** PASSAGE **
□ □ □ □
Russia and China were quick to react. Both have developed approaches to the current data revolution that strengthen their own national interests as they understand it. They have either reinforced, expanded, or altered the way their bureaucratic institutions function or interact with networks. The United States has found its civilian response defined and, in some ways, constrained by its principled commitments to the freedom of expression and the freedom of markets, which aided in the birth of the digital era. The US State Department would have been the institutional locus to coordinate the national response in this dueling frame. But the inherent tension to balance these fundamental values and the inability of the wider system to stay abreast or ahead of the pace of technological change and finally a change in political leadership now seem to limit the range of institutional response. Most of the current reactive capacity across the West lies with intelligence and military agencies, where, as a former Head of MI6, Jown Sawers, says, “The big data analyst has replaced James Bond,” while auxiliary agencies and bureaucracies struggle with the pace and reach of tech as if it were a giant game of whack-a-mole.[4]

As technological change races ahead, historian Niall Ferguson suggests that governments around the world have two distinct options: exclude and compete, or capitulate and regulate.[5] China and Russia have opted for different variants of the former, while the United States and Europe dabble with the latter.
□ □ □ □
** RECORDS PROVIDED **
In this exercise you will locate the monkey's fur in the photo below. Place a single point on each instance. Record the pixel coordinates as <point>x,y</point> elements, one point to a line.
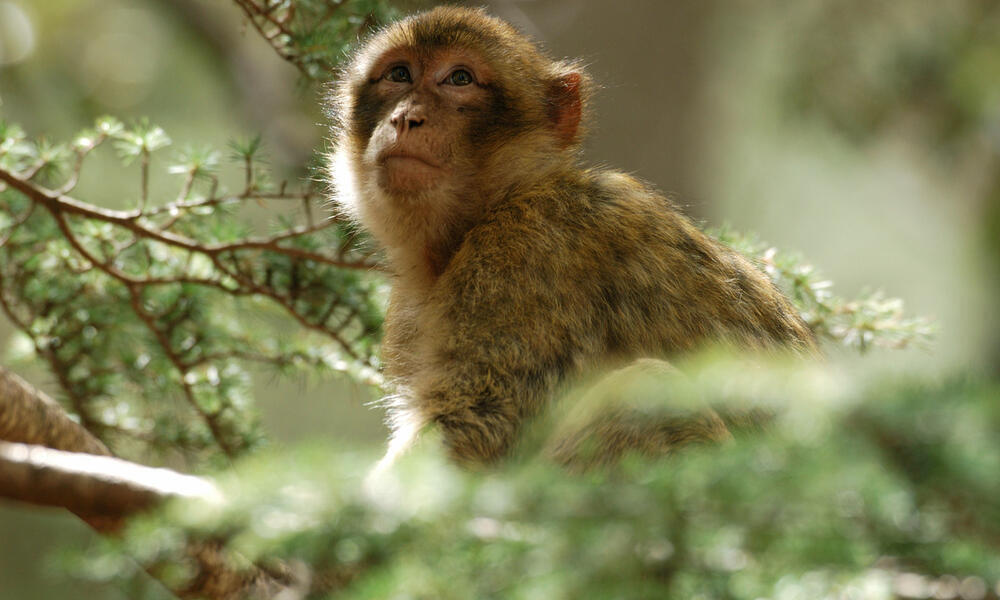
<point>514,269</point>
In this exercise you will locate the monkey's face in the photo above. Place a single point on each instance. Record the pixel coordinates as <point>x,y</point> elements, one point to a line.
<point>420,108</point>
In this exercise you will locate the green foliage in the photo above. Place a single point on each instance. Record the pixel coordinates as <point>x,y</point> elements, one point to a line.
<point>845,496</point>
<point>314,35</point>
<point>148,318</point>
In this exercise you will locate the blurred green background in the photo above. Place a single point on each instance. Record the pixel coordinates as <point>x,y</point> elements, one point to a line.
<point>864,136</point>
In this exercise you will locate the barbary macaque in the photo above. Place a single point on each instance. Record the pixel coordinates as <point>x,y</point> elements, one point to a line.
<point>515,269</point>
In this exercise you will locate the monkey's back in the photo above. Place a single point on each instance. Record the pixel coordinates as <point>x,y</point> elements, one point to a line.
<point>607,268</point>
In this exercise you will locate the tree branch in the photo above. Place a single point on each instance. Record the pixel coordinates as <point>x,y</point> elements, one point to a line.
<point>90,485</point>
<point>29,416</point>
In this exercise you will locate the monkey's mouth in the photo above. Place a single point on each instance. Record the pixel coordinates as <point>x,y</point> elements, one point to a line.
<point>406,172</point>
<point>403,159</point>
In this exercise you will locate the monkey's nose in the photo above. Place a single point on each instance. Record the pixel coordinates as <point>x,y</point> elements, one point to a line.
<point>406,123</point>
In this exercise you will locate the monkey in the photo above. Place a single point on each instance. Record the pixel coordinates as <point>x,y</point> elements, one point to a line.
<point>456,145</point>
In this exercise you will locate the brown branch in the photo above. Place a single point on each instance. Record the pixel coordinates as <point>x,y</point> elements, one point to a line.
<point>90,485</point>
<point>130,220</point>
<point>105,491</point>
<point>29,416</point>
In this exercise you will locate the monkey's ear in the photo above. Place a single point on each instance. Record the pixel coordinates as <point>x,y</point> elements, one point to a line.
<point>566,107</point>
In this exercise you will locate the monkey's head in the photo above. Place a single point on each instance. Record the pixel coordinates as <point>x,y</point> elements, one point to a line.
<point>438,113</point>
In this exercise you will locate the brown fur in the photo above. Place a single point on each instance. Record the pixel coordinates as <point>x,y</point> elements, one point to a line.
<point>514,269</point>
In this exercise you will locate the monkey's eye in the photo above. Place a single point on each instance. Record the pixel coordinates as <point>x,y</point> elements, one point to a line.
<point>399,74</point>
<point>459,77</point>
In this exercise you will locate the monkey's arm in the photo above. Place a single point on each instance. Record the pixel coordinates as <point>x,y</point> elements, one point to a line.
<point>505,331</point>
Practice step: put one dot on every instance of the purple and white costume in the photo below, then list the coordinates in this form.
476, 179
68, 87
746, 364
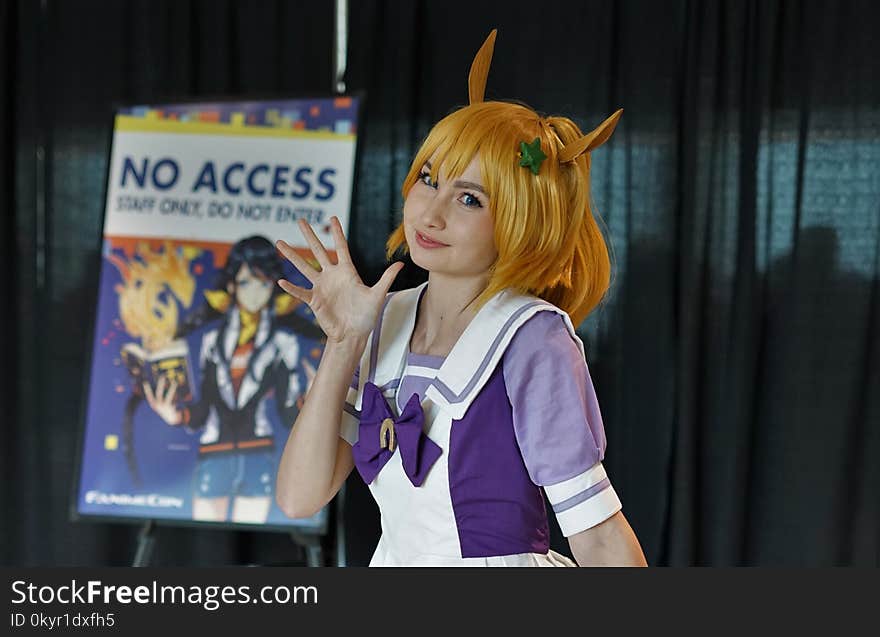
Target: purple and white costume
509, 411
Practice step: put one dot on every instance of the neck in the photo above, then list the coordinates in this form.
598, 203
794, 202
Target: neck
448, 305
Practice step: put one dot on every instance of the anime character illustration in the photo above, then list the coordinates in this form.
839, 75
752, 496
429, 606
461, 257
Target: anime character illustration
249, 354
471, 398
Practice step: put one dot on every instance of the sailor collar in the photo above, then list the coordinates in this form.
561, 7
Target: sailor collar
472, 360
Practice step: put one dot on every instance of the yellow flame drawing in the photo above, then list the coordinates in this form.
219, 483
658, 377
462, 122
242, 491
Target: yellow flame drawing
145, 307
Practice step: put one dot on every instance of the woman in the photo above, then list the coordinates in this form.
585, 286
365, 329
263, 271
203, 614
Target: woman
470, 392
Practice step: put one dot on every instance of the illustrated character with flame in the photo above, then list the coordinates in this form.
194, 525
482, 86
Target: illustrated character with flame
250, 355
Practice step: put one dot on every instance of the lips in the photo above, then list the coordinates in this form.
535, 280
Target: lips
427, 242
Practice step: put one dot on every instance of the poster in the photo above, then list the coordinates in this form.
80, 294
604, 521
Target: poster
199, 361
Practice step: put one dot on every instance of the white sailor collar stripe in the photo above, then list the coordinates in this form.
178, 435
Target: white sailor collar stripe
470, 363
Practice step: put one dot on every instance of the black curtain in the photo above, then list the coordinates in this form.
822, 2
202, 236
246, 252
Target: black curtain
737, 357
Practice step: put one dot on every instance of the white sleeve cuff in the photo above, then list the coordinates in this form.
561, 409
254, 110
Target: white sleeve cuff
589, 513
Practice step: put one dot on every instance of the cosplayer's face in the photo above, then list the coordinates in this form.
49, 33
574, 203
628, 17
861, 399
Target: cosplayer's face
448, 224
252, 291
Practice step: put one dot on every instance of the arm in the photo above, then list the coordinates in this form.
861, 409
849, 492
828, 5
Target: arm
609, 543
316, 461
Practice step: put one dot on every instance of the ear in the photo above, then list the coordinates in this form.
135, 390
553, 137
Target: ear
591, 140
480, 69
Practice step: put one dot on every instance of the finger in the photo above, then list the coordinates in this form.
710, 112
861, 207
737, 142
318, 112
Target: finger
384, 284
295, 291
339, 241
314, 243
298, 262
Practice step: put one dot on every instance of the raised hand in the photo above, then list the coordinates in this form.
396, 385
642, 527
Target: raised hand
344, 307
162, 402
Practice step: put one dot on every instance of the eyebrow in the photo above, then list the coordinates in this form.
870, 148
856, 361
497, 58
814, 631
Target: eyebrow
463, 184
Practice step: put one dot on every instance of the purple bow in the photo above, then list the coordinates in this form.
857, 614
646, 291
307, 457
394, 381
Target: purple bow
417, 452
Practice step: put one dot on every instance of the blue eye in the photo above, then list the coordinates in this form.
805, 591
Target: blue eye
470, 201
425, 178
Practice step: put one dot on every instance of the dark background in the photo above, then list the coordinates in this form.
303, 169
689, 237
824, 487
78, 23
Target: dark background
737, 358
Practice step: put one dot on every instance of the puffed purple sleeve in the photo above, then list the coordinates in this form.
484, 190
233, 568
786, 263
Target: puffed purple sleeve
□ □ □ □
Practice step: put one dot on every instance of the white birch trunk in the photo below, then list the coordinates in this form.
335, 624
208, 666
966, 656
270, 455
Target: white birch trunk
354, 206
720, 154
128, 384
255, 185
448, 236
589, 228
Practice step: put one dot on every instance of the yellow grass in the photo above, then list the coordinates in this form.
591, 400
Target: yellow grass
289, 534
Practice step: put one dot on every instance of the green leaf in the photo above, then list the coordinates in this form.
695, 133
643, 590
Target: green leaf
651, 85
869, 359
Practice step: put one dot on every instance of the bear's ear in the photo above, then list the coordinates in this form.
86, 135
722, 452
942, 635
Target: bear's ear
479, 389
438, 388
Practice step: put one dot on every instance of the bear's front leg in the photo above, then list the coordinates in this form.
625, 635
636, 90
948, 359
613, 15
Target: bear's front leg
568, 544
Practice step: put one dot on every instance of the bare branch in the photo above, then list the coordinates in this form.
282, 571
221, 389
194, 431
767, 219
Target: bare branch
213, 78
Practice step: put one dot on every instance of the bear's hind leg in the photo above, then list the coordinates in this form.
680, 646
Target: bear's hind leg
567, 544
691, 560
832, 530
□ □ □ □
** JOB 1 **
Using the passage, explain in one to three sentences why the range of the US institutional response now seems limited.
** JOB 2 **
Using the passage, say whether each statement agrees with it. Answer yes or no, and quote the deciding words.
(a) Governments can either exclude and compete or capitulate and regulate.
(b) The United States and Europe have chosen to exclude and compete.
(c) Most of the West's reactive capacity lies with auxiliary agencies.

** EXERCISE OUTPUT 1 **
The passage gives three causes. The first is the built-in tension of balancing the core values of free expression and free markets. The others are the wider system's inability to keep up with or get ahead of technological change, and a change in political leadership.

** EXERCISE OUTPUT 2 **
(a) Yes: "governments around the world have two distinct options: exclude and compete, or capitulate and regulate."
(b) No: "China and Russia have opted for different variants of the former, while the United States and Europe dabble with the latter."
(c) No: "Most of the current reactive capacity across the West lies with intelligence and military agencies"